There’s a reason why the volunteers who man the Libertarian Party booth at the Indiana State Fair have a big bottle of hand sanitizer on hand: Everybody seems to want to touch or be touched by their star candidate.
Even people with no interest in politics can’t seem to resist a two-handed grasp or full-body bear hug from Rupert Boneham — “Survivor” TV reality star and Libertarian candidate for Indiana governor.
Almost every weekday since the 17-day fair kicked off, Boneham, 48, has been working the fair crowd, capitalizing on his celebrity to practice the old-fashioned retail politics of meeting and greeting voters.
Boneham signs campaign photos with his signature “Argh!” — the pirate cry he adopted as a three-time castaway on the long-running “Survivor” series. But he follows it up by pressing his Libertarian message of a lot less government intrusion and a lot more personal freedoms.
“We don’t have the kind of corporate sponsorship that the other two parties have to buy TV time,” said Chris Spangle, a Rupert booster and executive director of the state Libertarian party. “So he has to connect with people one-on-one.”

→ YOUR INSTRUCTIONS:
Answer these from the article above about the Indiana State Fair campaign:
1. How old is Boneham?
2. What does he write when signing campaign photos?
3. What position does Chris Spangle hold?

→ DATA SECTION:
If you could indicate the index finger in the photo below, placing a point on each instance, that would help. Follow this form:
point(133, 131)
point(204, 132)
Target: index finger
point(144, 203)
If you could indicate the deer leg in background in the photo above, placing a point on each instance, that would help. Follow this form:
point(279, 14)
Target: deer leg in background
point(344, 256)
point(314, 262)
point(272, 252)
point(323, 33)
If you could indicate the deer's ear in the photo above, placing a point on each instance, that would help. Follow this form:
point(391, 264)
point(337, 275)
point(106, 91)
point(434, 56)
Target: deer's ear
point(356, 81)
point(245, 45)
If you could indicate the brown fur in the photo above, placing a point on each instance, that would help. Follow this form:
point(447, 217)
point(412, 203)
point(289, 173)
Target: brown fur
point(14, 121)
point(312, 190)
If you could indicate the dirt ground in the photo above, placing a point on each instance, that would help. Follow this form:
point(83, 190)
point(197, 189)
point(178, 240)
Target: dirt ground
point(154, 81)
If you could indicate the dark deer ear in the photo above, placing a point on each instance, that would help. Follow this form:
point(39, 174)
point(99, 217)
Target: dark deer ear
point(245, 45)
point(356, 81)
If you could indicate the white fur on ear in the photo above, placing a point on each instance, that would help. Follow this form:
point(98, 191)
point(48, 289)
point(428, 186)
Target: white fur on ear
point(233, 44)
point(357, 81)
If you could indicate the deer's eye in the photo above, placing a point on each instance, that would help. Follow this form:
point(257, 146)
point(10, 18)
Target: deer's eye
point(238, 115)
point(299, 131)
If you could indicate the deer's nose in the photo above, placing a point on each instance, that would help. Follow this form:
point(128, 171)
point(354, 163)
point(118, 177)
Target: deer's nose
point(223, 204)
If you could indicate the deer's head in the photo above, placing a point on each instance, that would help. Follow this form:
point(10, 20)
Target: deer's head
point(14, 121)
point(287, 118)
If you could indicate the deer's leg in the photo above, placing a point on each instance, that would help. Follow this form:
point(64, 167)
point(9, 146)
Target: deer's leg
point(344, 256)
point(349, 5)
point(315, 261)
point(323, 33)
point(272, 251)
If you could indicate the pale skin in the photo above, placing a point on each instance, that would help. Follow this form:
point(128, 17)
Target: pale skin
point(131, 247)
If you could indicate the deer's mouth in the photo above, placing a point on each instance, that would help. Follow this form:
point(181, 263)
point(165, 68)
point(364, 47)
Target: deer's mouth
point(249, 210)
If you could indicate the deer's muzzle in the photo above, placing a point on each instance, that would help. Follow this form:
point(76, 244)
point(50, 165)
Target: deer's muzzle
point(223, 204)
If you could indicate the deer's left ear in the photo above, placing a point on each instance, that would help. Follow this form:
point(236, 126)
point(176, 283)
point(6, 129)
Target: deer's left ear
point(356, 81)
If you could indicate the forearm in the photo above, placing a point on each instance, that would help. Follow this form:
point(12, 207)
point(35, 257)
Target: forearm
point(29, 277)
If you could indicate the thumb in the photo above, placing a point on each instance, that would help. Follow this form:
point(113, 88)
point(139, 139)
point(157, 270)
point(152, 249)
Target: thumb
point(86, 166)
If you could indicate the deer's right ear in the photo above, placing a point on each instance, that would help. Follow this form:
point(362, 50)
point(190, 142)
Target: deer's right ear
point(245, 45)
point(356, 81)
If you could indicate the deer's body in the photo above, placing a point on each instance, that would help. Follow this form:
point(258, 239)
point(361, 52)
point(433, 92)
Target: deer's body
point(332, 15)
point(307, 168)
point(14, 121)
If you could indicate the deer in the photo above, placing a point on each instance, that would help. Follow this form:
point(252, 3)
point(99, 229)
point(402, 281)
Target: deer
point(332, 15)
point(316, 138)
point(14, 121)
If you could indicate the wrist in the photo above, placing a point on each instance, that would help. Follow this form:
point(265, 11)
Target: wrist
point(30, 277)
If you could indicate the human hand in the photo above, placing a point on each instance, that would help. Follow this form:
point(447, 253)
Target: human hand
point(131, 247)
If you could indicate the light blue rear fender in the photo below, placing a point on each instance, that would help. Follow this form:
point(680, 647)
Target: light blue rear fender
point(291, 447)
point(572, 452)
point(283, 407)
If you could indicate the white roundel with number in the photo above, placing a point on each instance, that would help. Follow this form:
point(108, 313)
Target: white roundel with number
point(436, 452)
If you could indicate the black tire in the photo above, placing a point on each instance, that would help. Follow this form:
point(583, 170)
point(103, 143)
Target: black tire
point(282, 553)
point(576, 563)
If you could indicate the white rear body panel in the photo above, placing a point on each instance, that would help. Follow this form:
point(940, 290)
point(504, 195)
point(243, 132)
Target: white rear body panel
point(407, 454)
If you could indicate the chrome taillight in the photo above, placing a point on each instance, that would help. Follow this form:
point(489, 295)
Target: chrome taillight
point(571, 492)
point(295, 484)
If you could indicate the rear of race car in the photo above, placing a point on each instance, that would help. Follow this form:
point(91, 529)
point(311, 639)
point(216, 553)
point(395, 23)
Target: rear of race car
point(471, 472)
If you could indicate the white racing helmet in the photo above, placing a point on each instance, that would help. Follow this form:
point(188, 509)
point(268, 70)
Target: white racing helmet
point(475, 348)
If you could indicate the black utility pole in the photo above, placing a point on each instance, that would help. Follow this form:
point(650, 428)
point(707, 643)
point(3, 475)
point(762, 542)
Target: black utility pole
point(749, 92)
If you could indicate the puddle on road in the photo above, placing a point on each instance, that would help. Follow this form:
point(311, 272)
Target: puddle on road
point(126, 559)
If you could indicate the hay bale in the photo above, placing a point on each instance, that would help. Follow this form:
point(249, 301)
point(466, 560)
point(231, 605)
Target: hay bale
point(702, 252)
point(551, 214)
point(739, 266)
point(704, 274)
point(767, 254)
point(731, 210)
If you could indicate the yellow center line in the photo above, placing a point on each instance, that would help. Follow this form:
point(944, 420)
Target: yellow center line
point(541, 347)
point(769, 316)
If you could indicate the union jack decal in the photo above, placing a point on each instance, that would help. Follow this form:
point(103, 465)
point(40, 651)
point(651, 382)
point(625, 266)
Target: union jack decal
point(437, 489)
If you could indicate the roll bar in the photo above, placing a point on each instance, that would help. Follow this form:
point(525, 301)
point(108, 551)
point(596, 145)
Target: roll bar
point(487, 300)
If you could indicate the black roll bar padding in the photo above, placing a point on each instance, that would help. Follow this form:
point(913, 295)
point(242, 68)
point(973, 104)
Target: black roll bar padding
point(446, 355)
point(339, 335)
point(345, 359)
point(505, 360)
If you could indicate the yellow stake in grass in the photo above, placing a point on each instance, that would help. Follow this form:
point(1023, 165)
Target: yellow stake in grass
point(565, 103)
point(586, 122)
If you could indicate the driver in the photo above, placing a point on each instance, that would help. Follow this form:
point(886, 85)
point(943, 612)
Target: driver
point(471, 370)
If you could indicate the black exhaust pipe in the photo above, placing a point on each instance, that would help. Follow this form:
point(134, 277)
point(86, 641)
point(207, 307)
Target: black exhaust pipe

→ SOLUTION FOR THIS EXERCISE:
1. 48
2. "Argh!"
3. Executive director of the state Libertarian party